--- DATA TO PROCESS ---
_____
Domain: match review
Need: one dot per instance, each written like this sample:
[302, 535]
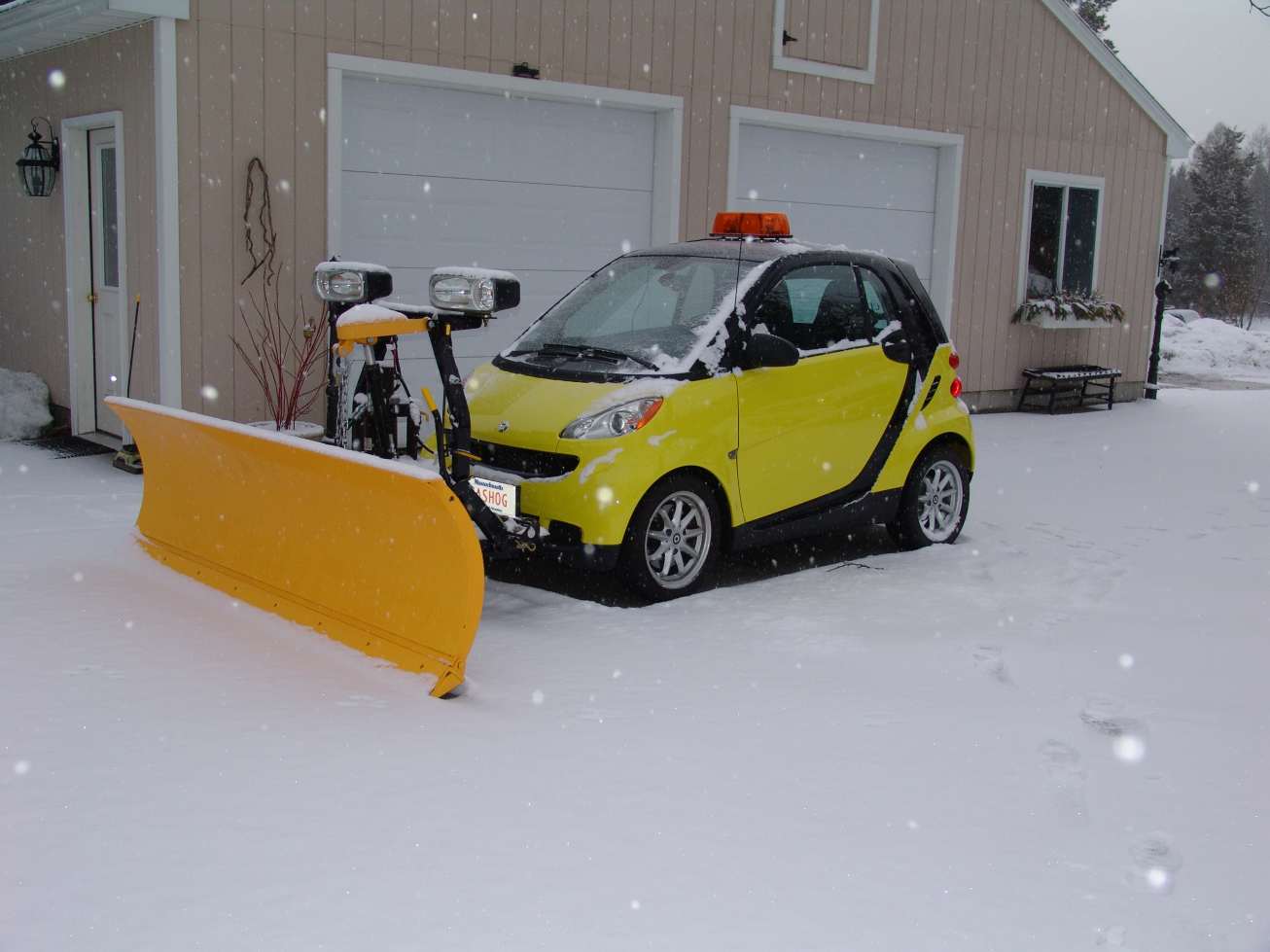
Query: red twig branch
[282, 350]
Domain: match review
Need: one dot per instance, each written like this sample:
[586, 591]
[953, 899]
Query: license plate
[499, 497]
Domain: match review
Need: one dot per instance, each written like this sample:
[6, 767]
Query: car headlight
[473, 290]
[463, 294]
[615, 422]
[351, 282]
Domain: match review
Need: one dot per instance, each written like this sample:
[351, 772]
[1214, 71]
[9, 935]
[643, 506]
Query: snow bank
[23, 405]
[1209, 348]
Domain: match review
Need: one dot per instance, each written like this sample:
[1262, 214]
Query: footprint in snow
[987, 659]
[1066, 773]
[362, 701]
[1156, 862]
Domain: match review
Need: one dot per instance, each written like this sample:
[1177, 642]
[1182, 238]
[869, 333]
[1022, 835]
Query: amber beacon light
[760, 225]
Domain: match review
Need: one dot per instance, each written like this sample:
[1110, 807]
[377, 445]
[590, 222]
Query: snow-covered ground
[1209, 352]
[1053, 735]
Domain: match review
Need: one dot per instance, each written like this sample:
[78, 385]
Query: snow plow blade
[374, 553]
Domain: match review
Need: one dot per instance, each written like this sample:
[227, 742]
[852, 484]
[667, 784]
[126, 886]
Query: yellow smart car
[701, 398]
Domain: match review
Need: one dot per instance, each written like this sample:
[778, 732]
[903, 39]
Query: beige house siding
[104, 74]
[1005, 74]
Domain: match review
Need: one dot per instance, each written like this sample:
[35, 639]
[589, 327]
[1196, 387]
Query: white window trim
[668, 111]
[794, 63]
[947, 187]
[1066, 181]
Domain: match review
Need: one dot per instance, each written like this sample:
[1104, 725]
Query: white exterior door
[442, 177]
[868, 194]
[107, 263]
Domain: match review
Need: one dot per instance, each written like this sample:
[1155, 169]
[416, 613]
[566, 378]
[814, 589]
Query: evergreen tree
[1260, 184]
[1095, 15]
[1217, 229]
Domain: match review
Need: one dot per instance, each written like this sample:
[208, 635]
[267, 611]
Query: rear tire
[672, 540]
[935, 500]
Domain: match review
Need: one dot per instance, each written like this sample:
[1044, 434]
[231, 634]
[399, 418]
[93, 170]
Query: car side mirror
[897, 348]
[474, 290]
[767, 350]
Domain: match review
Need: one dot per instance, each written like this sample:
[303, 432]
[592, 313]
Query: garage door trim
[947, 194]
[668, 112]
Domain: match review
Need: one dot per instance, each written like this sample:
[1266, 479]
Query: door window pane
[882, 304]
[109, 223]
[1042, 245]
[1082, 224]
[817, 308]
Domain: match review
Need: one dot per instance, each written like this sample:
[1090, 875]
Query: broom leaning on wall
[128, 458]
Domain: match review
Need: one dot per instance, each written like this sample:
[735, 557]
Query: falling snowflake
[1129, 748]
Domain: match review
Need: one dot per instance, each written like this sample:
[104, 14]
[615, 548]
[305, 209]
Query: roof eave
[1179, 141]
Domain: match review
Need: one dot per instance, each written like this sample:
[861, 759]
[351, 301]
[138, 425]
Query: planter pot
[302, 429]
[1049, 321]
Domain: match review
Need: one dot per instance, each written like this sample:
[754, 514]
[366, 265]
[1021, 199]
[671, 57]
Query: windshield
[648, 311]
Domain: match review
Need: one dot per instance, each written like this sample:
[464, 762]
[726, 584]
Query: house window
[1062, 236]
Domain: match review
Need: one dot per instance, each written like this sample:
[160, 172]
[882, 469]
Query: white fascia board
[1179, 141]
[476, 82]
[177, 9]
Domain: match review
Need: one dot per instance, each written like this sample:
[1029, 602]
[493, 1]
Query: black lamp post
[1170, 261]
[40, 161]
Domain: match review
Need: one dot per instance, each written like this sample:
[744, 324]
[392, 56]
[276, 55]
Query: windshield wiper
[573, 350]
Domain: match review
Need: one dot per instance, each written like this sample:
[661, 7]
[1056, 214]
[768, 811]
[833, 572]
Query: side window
[880, 303]
[817, 308]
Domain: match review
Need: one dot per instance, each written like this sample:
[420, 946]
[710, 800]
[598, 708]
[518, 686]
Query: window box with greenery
[1059, 256]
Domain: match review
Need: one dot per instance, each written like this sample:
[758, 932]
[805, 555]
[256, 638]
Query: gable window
[1061, 239]
[832, 38]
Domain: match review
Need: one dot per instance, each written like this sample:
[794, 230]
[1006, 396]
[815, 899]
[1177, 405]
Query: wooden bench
[1077, 386]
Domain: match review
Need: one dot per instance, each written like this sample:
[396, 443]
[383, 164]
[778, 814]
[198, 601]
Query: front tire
[672, 540]
[935, 499]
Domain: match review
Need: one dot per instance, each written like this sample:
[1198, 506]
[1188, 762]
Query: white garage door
[440, 177]
[867, 194]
_____
--- TASK ---
Leaving the pictures aside, give back all the records exactly as they are.

--- FINISHED EXERCISE ---
Domain: match review
Need: one dot per instance, each written like this sample:
[302, 535]
Query: red twig branch
[282, 350]
Domain: match review
Need: one dot per instance, each written like this sample:
[586, 591]
[953, 899]
Query: license plate
[499, 497]
Domain: match review
Need: one dot per instance, each written like this sample:
[6, 767]
Query: car headlight
[473, 290]
[463, 294]
[615, 422]
[351, 282]
Domain: match review
Need: one dot per instance, each written like this sample:
[351, 772]
[1214, 71]
[9, 935]
[643, 506]
Query: snow bank
[23, 405]
[1209, 348]
Domain: match review
Need: one dot per instance, each written like this sample:
[1262, 214]
Query: footprint in snow
[987, 659]
[1066, 773]
[362, 701]
[1156, 862]
Domain: match review
Need: one dot per instance, each written like this sample:
[1177, 642]
[1182, 238]
[869, 333]
[1022, 835]
Query: amber beacon light
[760, 225]
Domain: match review
Need: one dot per instance, each written like this sample:
[1110, 807]
[377, 445]
[590, 222]
Query: snow-covered ground
[1209, 352]
[1053, 735]
Domain: match review
Need: one dot per instance, each written like this sample:
[78, 385]
Query: snow plow blade
[374, 553]
Domain: match review
Need: one dot per instance, each written like this sample:
[227, 742]
[852, 484]
[667, 784]
[126, 886]
Query: yellow smart car
[701, 398]
Domain: match review
Need: one dot per instance, each written like this sample:
[778, 732]
[903, 39]
Query: beige house siding
[104, 74]
[1005, 74]
Domain: match review
Need: one dot per instance, each written like this sample:
[35, 639]
[589, 327]
[1196, 387]
Query: white window trim
[668, 111]
[794, 63]
[947, 187]
[1066, 181]
Domain: match review
Need: one dot per instance, each written like this sample:
[1104, 725]
Query: white exterior door
[442, 177]
[868, 194]
[107, 263]
Domain: match review
Need: one dot per instance, each written like this sample:
[1155, 169]
[416, 613]
[566, 378]
[814, 589]
Query: evergreen tree
[1260, 184]
[1095, 15]
[1217, 229]
Domain: match review
Need: one dot per instance, each written like this sample:
[208, 635]
[267, 611]
Query: rear tire
[672, 540]
[935, 500]
Domain: match review
Need: one dot per instance, each written like this sample:
[1044, 434]
[231, 634]
[399, 418]
[93, 170]
Query: car side mirror
[897, 348]
[474, 290]
[767, 350]
Domain: match review
Need: one dot per instance, each written like this sample:
[303, 432]
[592, 313]
Query: garage door trim
[947, 194]
[668, 112]
Domain: match review
Need: one dot per instance, each written like this sample:
[1266, 479]
Query: door window pane
[882, 304]
[109, 223]
[1042, 245]
[1082, 224]
[817, 308]
Domain: match review
Need: one dot per instance, each written like this sample:
[1090, 875]
Query: broom leaning on wall
[128, 458]
Domain: match review
Need: one dot per instance, each written like this sample:
[735, 557]
Query: falling snowflake
[1129, 748]
Domain: match review
Need: one dot per instance, each written like this sample:
[104, 14]
[615, 548]
[305, 209]
Query: roof eave
[1179, 141]
Domain: match review
Need: one dot per instance, each written like this sample:
[861, 759]
[351, 301]
[138, 425]
Query: planter pot
[302, 429]
[1049, 321]
Domain: match review
Need: one dot per instance, each written like this sample:
[754, 514]
[366, 265]
[1021, 199]
[671, 57]
Query: windshield
[648, 311]
Domain: match review
Need: one dot per instance, each written like this sample:
[464, 762]
[726, 584]
Query: house window
[1062, 236]
Domain: match review
Need: one dot per instance, each written like this sample:
[160, 172]
[882, 469]
Query: white fascia board
[1179, 141]
[476, 82]
[177, 9]
Domain: match review
Need: one dot per instance, each written like this sample:
[1029, 602]
[493, 1]
Query: black lamp post
[1170, 261]
[40, 161]
Domain: match review
Need: one dot per instance, each written like this sample:
[744, 324]
[392, 56]
[276, 55]
Query: windshield wiper
[573, 350]
Domain: match review
Need: one dot per instance, each written like this sample:
[661, 7]
[1056, 214]
[768, 811]
[833, 572]
Query: side window
[880, 303]
[817, 308]
Domain: match review
Need: one dot per instance, each written like this sample:
[420, 946]
[710, 800]
[598, 708]
[518, 686]
Query: window box with greenery
[1059, 256]
Domain: match review
Need: one dot per instance, each written like this sample:
[758, 932]
[805, 555]
[256, 638]
Query: gable window
[1061, 239]
[832, 38]
Domain: match review
Need: one dot per instance, each written like this sample:
[794, 230]
[1006, 396]
[815, 899]
[1177, 405]
Query: wooden bench
[1077, 386]
Domain: match review
Need: one dot per instance, each written like this sample:
[396, 443]
[383, 164]
[778, 814]
[198, 601]
Query: front tire
[672, 540]
[935, 499]
Domain: match review
Need: one dot per instance, each written like this sample:
[1198, 506]
[1188, 762]
Query: white garage door
[440, 177]
[867, 194]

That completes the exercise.